START

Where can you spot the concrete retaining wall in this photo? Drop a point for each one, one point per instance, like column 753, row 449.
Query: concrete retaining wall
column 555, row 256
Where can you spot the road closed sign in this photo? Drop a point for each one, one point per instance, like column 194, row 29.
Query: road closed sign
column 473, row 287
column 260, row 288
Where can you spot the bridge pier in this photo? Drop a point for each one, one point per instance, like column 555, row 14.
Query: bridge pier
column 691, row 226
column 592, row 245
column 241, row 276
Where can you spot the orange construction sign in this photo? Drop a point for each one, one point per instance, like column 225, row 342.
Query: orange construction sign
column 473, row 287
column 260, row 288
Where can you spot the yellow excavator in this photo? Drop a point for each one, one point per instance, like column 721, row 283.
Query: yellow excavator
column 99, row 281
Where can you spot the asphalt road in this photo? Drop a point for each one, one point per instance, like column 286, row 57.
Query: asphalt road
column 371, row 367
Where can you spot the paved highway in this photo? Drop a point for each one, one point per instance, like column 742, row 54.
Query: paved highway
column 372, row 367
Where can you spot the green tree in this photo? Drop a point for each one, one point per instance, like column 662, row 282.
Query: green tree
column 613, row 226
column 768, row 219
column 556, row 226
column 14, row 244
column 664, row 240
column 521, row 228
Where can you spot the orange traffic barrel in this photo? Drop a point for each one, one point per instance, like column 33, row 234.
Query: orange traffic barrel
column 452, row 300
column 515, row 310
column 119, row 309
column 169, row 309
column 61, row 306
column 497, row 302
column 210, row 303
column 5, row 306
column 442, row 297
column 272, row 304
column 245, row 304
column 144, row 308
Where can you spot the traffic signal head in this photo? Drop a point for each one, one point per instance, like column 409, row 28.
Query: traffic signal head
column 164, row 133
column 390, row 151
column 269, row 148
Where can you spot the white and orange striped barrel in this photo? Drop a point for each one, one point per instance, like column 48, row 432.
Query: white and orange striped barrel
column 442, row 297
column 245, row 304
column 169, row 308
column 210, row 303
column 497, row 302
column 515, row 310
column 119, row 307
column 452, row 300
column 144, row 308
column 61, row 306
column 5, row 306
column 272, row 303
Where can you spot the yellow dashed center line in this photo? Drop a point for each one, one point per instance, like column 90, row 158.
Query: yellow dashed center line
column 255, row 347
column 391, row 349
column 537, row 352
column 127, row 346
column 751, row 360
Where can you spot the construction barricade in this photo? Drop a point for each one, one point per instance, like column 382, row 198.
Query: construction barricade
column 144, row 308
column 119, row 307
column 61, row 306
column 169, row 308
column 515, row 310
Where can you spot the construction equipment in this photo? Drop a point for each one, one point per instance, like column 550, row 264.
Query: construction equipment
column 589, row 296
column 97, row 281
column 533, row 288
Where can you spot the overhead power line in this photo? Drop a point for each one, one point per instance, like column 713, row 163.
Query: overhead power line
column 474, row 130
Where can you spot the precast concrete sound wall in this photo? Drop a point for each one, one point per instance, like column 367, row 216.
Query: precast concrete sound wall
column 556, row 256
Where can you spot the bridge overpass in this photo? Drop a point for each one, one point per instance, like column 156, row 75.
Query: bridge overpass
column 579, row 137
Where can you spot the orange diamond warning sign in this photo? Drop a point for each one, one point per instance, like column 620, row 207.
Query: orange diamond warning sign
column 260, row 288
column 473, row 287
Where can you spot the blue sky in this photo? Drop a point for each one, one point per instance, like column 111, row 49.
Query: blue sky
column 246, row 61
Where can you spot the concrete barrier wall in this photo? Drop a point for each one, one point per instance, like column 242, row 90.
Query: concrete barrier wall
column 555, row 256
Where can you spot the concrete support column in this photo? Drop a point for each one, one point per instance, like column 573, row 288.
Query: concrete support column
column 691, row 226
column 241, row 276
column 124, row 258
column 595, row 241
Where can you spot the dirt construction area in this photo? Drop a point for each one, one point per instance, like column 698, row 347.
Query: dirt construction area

END

WRITTEN INSTRUCTION: Give back every item above verbatim, in the same order.

RESULT BELOW:
Where can you spot the concrete retaining wall in this photo? Drop a point for each one, one point per instance, like column 753, row 449.
Query: concrete retaining wall
column 555, row 256
Where can you spot the road closed sign in this photo? Drop a point for each one, one point per instance, like column 194, row 29.
Query: road closed sign
column 473, row 287
column 260, row 288
Where can you spot the bridge pier in this photo? Drop a point for each one, one point per instance, like column 555, row 14.
Query: bridge pier
column 691, row 226
column 592, row 245
column 241, row 276
Where can you spot the orange construction sign in this photo? Drop a point for each one, one point per instance, like column 225, row 342.
Query: orange construction sign
column 473, row 287
column 260, row 288
Where can you spot the yellow excavator in this photo? Drop a point for each one, one point per instance, like column 721, row 283.
Query: yellow excavator
column 99, row 281
Where can you spot the asphalt road in this photo? Drop a point for each one, one point per instance, like column 286, row 57.
Query: asphalt road
column 371, row 367
Where can you spot the paved highway in this photo? Drop a point for each one, one point per instance, like column 742, row 54.
Query: paved highway
column 372, row 367
Where can you spot the green tree in this photo? Drop a point for each one, one point per instance, like column 662, row 282.
Query: green tree
column 613, row 226
column 768, row 219
column 556, row 226
column 14, row 244
column 664, row 240
column 521, row 228
Where can you spot the orange traffic barrel in this photo? Drop a point for each one, one point per instance, like column 33, row 234.
Query: orange traffic barrel
column 452, row 300
column 515, row 310
column 119, row 309
column 169, row 309
column 61, row 306
column 497, row 302
column 210, row 303
column 5, row 306
column 442, row 297
column 272, row 304
column 245, row 304
column 144, row 308
Where can you spot the traffic signal head in this photo? Drop a point for each one, one point per instance, like column 409, row 28.
Query: traffic signal head
column 164, row 133
column 390, row 151
column 269, row 148
Where can you spot the white and orange striped barrel in this photo? Drop a point for each one, one point per instance, like column 48, row 432.
Query: white and orange striped barrel
column 442, row 297
column 245, row 304
column 169, row 308
column 210, row 303
column 497, row 302
column 515, row 310
column 119, row 307
column 452, row 300
column 144, row 308
column 61, row 306
column 5, row 306
column 272, row 303
Where can you spot the yellow dashed center line in this photo? Drop a point for each one, one point per instance, like column 90, row 158.
Query: yellow dashed center line
column 255, row 347
column 391, row 349
column 537, row 352
column 127, row 346
column 751, row 360
Where can you spot the construction barricade in this photo? Drop a point for each one, one point per instance, like column 382, row 198.
Query: construction barricade
column 144, row 308
column 119, row 307
column 61, row 306
column 169, row 308
column 515, row 310
Where can you spot the construction equipment in this photo? Drop a point for each one, one point per instance, like column 550, row 264.
Query: construction equipment
column 589, row 296
column 97, row 281
column 533, row 288
Where can you spot the overhead power line in this photo? Drop a point for each one, one point per instance, like column 713, row 163.
Query: overhead power line
column 474, row 130
Where can you spot the precast concrete sound wall in this photo? Drop a point for each one, one point per instance, like column 367, row 216.
Query: precast concrete sound wall
column 556, row 256
Where can you spot the bridge overpass in this photo? Drop a point for each one, one point per instance, like column 156, row 75.
Query: bridge overpass
column 579, row 137
Where can you spot the orange diamond warning sign in this photo? Drop a point for each one, one point per instance, like column 620, row 207.
Query: orange diamond warning sign
column 260, row 288
column 473, row 287
Where can you spot the blue sky in this photo? Drop a point for each one, one point per instance, like column 111, row 49.
Query: blue sky
column 246, row 61
Where can you spot the concrete barrier wall in this photo? Drop a point for each one, one point per instance, like column 242, row 90.
Query: concrete barrier wall
column 555, row 256
Where can you spot the concrete support column in this photo? Drop a point for each one, one point per instance, like column 573, row 288.
Query: concrete support column
column 691, row 226
column 241, row 276
column 124, row 258
column 595, row 241
Where can you spot the dirt construction area in this photo? Drop a point for each one, one point per instance, like column 698, row 347.
Query: dirt construction area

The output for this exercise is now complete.